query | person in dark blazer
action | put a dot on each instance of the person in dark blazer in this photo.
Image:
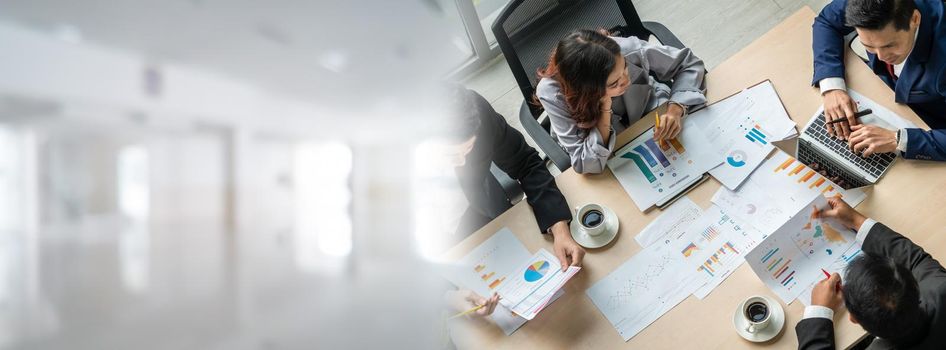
(906, 48)
(895, 290)
(481, 137)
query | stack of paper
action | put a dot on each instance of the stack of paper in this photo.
(791, 259)
(652, 173)
(742, 128)
(485, 268)
(715, 245)
(642, 289)
(781, 187)
(532, 286)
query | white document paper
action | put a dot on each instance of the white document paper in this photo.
(643, 288)
(532, 286)
(714, 246)
(672, 222)
(839, 265)
(486, 267)
(741, 128)
(790, 260)
(780, 187)
(650, 172)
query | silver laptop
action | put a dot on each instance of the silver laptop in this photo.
(835, 155)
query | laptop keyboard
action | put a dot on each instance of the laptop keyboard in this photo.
(807, 156)
(874, 164)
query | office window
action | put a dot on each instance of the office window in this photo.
(438, 202)
(134, 203)
(323, 224)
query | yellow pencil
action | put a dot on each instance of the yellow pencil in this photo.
(467, 312)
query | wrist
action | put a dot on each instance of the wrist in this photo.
(560, 229)
(858, 221)
(675, 109)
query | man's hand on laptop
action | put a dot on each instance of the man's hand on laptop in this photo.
(838, 105)
(871, 139)
(824, 172)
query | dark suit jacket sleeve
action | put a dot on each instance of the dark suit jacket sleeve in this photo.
(521, 162)
(926, 144)
(815, 334)
(828, 33)
(884, 241)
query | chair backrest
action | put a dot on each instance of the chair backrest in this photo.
(527, 30)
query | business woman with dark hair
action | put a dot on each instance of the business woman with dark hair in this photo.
(594, 86)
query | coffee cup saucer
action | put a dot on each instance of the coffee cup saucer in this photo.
(775, 325)
(588, 241)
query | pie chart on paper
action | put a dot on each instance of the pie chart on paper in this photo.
(536, 271)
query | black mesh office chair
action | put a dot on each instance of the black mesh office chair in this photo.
(527, 30)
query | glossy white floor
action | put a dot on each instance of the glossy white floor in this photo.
(108, 243)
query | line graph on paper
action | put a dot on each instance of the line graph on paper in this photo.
(641, 284)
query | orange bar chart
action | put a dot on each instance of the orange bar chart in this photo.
(817, 183)
(807, 176)
(797, 170)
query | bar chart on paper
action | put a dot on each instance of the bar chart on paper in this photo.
(742, 128)
(780, 187)
(791, 258)
(839, 265)
(714, 246)
(651, 172)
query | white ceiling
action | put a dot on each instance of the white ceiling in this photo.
(337, 53)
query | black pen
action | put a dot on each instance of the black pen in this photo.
(856, 115)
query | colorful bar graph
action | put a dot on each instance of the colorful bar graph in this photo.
(657, 153)
(797, 170)
(756, 135)
(710, 233)
(643, 151)
(788, 278)
(689, 250)
(677, 146)
(487, 276)
(785, 164)
(807, 176)
(782, 269)
(817, 183)
(774, 264)
(769, 255)
(640, 164)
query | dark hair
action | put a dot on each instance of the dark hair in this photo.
(884, 298)
(877, 14)
(466, 114)
(581, 64)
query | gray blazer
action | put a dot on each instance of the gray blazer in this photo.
(651, 68)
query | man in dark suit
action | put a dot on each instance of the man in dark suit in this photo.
(481, 137)
(895, 290)
(906, 48)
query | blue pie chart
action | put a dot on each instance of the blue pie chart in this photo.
(536, 271)
(736, 158)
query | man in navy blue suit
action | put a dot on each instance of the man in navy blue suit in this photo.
(906, 47)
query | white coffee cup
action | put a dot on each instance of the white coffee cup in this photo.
(591, 219)
(757, 313)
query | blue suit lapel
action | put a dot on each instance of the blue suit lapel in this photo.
(916, 63)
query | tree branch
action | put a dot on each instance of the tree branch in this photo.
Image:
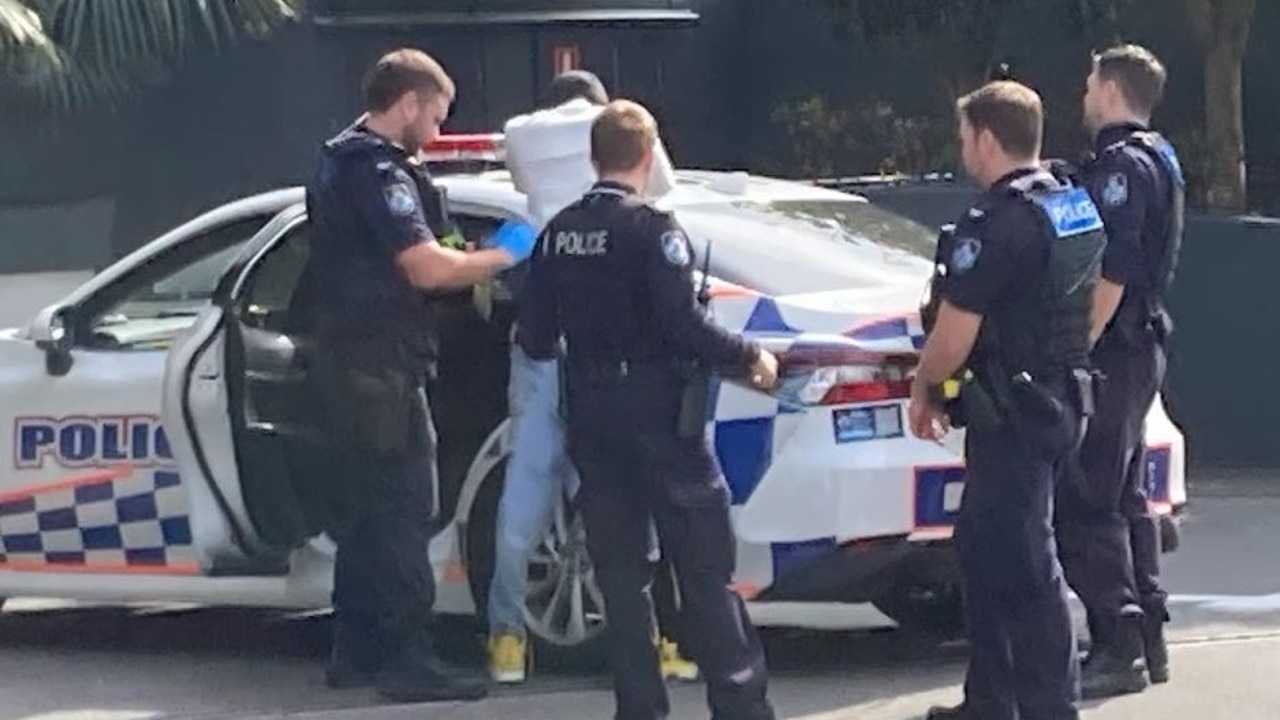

────────

DIRECTIONS: Count the lines in the rows above that contain the word "keyboard". Reply with the number alone.

RESPONSE TO THIS EXERCISE: 2